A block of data

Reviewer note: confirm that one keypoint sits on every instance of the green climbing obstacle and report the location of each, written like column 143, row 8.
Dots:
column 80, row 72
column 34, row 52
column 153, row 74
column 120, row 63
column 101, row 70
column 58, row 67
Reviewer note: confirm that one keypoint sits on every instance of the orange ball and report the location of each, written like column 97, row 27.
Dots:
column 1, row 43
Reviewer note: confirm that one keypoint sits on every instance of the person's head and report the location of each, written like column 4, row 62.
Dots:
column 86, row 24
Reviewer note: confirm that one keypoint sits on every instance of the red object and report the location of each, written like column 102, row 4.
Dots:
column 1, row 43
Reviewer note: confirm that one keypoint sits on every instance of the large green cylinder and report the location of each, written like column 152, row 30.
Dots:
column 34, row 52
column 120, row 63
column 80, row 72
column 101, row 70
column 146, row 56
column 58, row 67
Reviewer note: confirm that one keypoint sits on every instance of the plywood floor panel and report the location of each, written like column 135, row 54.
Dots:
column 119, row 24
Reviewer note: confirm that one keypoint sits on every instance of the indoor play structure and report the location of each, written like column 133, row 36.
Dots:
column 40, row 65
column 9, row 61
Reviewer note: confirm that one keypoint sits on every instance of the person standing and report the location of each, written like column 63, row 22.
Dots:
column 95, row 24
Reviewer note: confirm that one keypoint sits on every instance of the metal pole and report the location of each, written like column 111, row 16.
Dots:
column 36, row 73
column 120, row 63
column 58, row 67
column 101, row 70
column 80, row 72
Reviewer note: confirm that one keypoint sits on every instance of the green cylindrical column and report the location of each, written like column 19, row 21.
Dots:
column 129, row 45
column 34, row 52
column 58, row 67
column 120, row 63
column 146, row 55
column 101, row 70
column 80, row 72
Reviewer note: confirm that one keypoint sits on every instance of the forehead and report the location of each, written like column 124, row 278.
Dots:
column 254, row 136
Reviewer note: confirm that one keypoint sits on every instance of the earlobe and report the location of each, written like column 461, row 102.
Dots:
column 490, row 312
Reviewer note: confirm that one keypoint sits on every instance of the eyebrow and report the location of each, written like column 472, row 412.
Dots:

- _Exercise aim_:
Reproduce the records from the line containing "102, row 4." down to the line containing "column 119, row 24", swapping "large green cylinder" for "tall green cylinder" and leaving everything else as it stands.

- _Task answer_:
Reviewer note: confirm that one keypoint sits on every instance of the red object and report the location of each, written like column 102, row 4.
Dots:
column 1, row 43
Reviewer note: confirm that one keypoint sits on every instance of the tall green cylinder and report the location of each, written like column 152, row 30.
Dots:
column 34, row 52
column 120, row 63
column 80, row 72
column 101, row 70
column 146, row 56
column 58, row 67
Reviewer note: confirm that one keypoint sits on every instance of the plywood floor panel and report the location of each, written like column 135, row 54.
Dots:
column 119, row 24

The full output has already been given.